=== DOCUMENT EXCERPT ===
———
Create a custom evaluation

Custom evaluations allow you to define and track your own criteria for what makes a successful call or conversation. Since every business and use case is different, you can set unique success metrics that matter most to you—whether that’s booking an appointment, providing accurate information, or ensuring customer satisfaction. This flexibility means you get actionable insights based on your own definition of success, not a generic standard.

Custom evaluations are for you, if:

You want to measure AI agent performance against custom goals
Your business has unique workflows or compliance needs
You need to track outcomes that can’t be inferred automatically.

Set up custom evaluations

Step 1. Create a custom evaluation

On the left-hand sidebar, click Actions.

Select Custom Evaluations.

Click New Evaluation.

Fill in the details:

Name: Give your evaluation a unique, descriptive name.
Prompt: Describe the evaluation criteria (e.g., “Did the agent greet the caller by name and resolve the issue?”).
———
=== Dataset excerpts ===
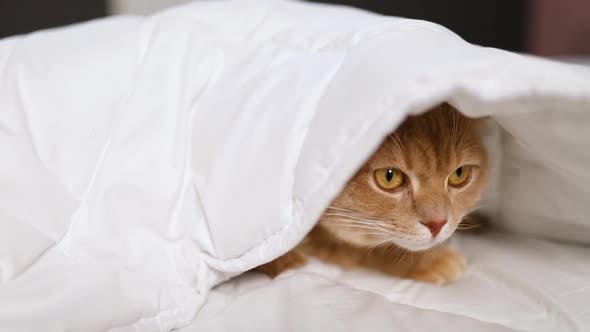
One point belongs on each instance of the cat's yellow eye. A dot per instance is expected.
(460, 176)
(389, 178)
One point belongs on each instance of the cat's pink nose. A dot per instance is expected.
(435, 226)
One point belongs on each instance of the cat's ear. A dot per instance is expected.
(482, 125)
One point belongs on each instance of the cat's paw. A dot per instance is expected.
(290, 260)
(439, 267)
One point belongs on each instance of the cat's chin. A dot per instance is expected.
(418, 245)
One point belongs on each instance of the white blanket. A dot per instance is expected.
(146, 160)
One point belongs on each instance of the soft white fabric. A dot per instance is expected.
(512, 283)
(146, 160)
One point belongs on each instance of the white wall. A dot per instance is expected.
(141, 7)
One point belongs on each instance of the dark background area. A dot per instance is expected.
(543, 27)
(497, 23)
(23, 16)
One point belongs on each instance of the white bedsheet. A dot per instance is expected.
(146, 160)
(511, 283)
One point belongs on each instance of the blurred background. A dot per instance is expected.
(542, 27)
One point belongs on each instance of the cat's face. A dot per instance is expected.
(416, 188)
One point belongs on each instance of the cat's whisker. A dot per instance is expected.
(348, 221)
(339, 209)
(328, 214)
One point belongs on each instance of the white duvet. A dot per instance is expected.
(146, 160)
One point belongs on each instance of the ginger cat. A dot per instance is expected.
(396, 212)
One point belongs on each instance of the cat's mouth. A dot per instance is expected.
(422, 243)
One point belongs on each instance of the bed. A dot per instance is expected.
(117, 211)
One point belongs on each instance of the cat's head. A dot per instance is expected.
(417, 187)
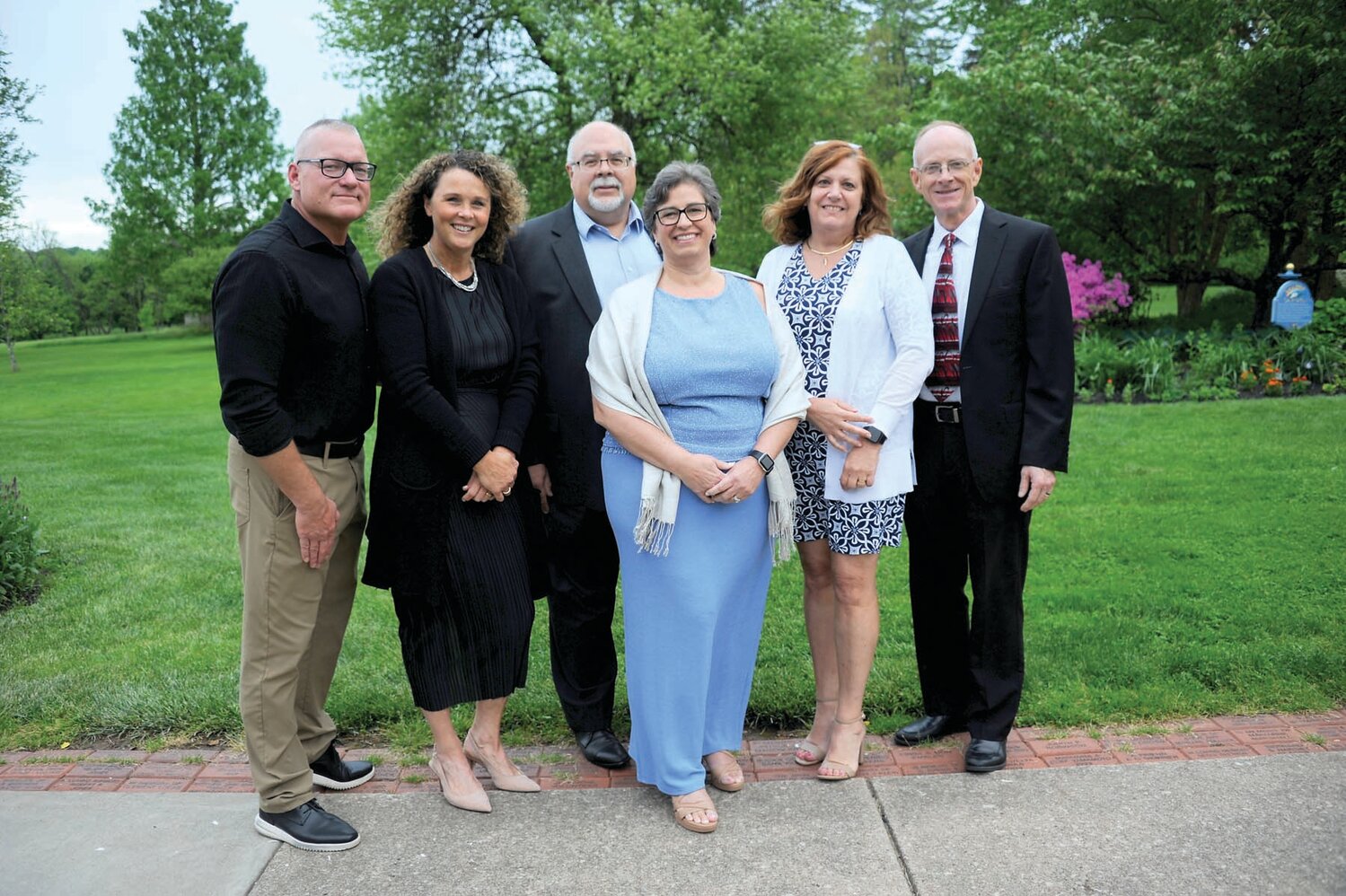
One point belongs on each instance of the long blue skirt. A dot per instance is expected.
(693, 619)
———
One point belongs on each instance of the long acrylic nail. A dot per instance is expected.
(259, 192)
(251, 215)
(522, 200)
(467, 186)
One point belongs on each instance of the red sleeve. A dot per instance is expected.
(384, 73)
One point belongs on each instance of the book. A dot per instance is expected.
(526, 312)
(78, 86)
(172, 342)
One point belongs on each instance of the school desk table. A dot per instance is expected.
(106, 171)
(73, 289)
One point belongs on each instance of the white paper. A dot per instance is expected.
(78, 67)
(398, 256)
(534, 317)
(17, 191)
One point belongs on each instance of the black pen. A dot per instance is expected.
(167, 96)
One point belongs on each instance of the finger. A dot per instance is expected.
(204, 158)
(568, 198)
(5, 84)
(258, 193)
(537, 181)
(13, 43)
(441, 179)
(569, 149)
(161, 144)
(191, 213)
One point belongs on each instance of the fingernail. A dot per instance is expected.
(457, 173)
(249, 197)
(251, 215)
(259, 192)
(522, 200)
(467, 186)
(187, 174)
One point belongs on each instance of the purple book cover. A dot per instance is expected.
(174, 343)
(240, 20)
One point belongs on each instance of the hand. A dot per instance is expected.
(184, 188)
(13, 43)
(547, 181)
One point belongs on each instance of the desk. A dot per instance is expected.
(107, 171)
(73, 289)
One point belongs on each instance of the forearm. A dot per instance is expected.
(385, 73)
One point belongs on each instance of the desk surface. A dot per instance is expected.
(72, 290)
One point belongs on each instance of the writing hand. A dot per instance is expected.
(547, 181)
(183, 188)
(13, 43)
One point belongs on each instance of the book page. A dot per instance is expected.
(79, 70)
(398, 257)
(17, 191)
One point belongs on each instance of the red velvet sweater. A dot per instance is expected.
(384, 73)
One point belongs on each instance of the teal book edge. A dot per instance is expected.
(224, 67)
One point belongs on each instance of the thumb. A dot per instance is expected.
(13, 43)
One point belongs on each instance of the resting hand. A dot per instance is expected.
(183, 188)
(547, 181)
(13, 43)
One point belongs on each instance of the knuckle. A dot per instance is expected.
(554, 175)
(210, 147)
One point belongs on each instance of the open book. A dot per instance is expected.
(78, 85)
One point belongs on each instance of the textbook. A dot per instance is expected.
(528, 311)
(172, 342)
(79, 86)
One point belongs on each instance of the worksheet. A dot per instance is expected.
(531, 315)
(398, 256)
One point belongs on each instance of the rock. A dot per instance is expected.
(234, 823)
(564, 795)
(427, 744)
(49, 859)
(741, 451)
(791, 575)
———
=== DIRECTIONS ===
• A. In the page about custom evaluations, what do you click right after selecting Custom Evaluations?
• B. Duplicate the passage of the page about custom evaluations that begins at the words "You want to" and ends after "be inferred automatically.".
Rely only on the page about custom evaluations.

=== RESULTS OF THE TASKS ===
• A. New Evaluation.

• B.
You want to measure AI agent performance against custom goals
Your business has unique workflows or compliance needs
You need to track outcomes that can’t be inferred automatically.